Chapter 4 Discussion VI
The alternating series.
The alternating series is
[1, -1/2, +1/3, -1/4, +1/5, -1/6, ...]
-
Define
altTerm n
to be the nth term in the sequence. -
Define
altSeq m
to be the list of the first m terms in the sequence. -
Write a function to find the sum of the first
k
terms of the alternating series. -
Write
waltSum
, which takes in a list of numbers, multiplies each term by the corresponding term in the alternating series, and then adds up the sums.Example:
waltSum [5,10,15] == 1*5 + (-1/2)*10 + (1/3)*15
-
The
goalt x
function adds up the terms in the alternating series until it comes on a term that is less thanx
in absolute value.Example:
goalt 0.21 == 0.5833...
Explanation of example:
- The sequence starts with 1. Since this term is greater than x=0.21, it is included in the sum. Cumulative sum = $1$.
- The next term in the sequence is $-1/2$. Since the absolute value of this term is greater than 0.21, it is also included in the sum. Cumulative sum = $1 - 1/2 = 0.5$.

==============================

▶ _List of tasks_
A. Which named functions does the alternating series exercise ask you to define or write? List each one.
B. How would the alternating series exercise go on from its last line?

==============================

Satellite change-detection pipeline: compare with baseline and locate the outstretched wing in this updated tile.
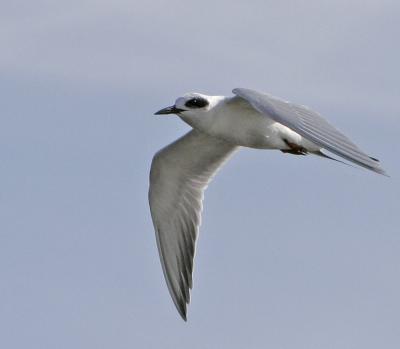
[149,130,236,320]
[232,88,385,174]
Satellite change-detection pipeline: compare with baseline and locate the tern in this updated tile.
[149,88,385,321]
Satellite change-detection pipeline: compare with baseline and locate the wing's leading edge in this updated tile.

==============================

▶ _Answers to the exercise_
A. altTerm, altSeq, waltSum, goalt

B.
- The next term of the sequence is $1/3$. Since 1/3 is greater than 0.21, it is included. Cumulative sum = $1-1/2 + 1/3 \approx 0.8333$.
- The next term is $-1/4$. Its absolute value is 0.25, which is still greater than 0.21. Cumulative sum = $1-1/2+1/3-1/4 \approx 0.5833$.
- The next term is $1/5$. Since $0.20$ is less than $0.21$, the process stops, giving a final answer of about $0.5833$.
Remember: fromIntegral
when you need to divide something by an
Int.
Other dangers: Haskell distinguishes between exponentiation for
integers (^
) and floating point numbers (**
).